# Provided passage
Jose Antonio Vanderhorst-Silverio 10.16.07
Mr. Brogan and Mr.Somsel,
The whole point of the article "Rethinking Electricity Restructuring as EWPC," posted above, is that the Burnett and Shurtleff are missing that smart metering is just one of a set of at least 6 technologies that self reinforce each other to make the electric power industry reliable and cost effective in the 21st Century.
Regards,
José Antonio Vanderhorst-Silverio, Ph.D.
Joseph Somsel 10.16.07
Have we forgotten our need to MARKET electric service?
Insiders and politicans may think they have a better idea for arranging and pricing electric service but the customer will ultimately have a say.
Our customers have to have electricity and will demand it through political action if necessary. They have a variety of needs to be met from their electrical service. Of course price is one but reliability and low personal intervention are two other factors that they have come to expect. People don't have to think about electricity being there whenever they want or need it. They don't have to read their own meters nor ration it through time-of-day price signals.

# What you will do
A. In the electric service comments, which two factors besides price does Somsel say customers have come to expect?
B. Quote the part of the electric service comments that opens with the words "Jose Antonio Vanderhorst-Silverio" and closes with "the 21st Century.".
C. Write what comes next in the electric service comments, continuing after their final sentence.
The lines that come after the electric service comments have no connection to them.

# Given entries
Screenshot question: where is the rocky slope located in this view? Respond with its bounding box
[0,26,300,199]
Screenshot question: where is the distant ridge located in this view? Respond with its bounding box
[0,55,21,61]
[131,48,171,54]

# Results for each task
A. Reliability and low personal intervention.

B.
Jose Antonio Vanderhorst-Silverio 10.16.07
Mr. Brogan and Mr.Somsel,
The whole point of the article "Rethinking Electricity Restructuring as EWPC," posted above, is that the Burnett and Shurtleff are missing that smart metering is just one of a set of at least 6 technologies that self reinforce each other to make the electric power industry reliable and cost effective in the 21st Century.

C.
Can anyone point to research (like marketing surveys) saying that customers will chose a high touch, high intervention, self-rationed electrical pricing model over the current forgettaboutit model? At what savings in monthly bill will they find the choices equally attractive? If 50% of the cost of service is fixed distribution and transmission and admin (rule of thumb), even if generation were free we couldn't reduce rates by more than 50%.
Frankly, I suspect that less than 5% of residential customers would be interested in switching. Those who rely on electric heat in cold climates might be interested since their current draw could be skewed off-peak but simple, specific rates might be easier and cheaper to administer.
Residential ToD metering is a push technology attractive only to economists, environmentalists, and lazy politicians (and meter salesmen). The cost effective path is investment in more nuclear power generation and better transmission.
Kenneth Kok 10.17.07
Joseph:
I think you are correct. In the late 1990's I lived in AZ. We had time of day rates from APS. We installed a simple timer in our system to lock out the water heater and electric dryer during the peak period, which if I remember correcly was 10AM to 8PM Monday - Friday. By accepting the time of day rates we got about a 10% break on the rate at other times and a 20-30% penalty during the peak period. We also had a thermostat that allowed us to set the air conditioning temperature higher during those hours. It was straight forward and simple.
Ken
Len Gould 10.17.07
Joseph: "Look at the economics of daily life for Americans. If doing the laudry at 10 pm saves 50 cents over doing it at noon, do you really think that is an adequate incentive? People will spend $20 to buy fast food for dinner that they could prepare at home for $2, all for a savings of half an hour. Consider the electrical dollar savings in context of daily opportunity costs. "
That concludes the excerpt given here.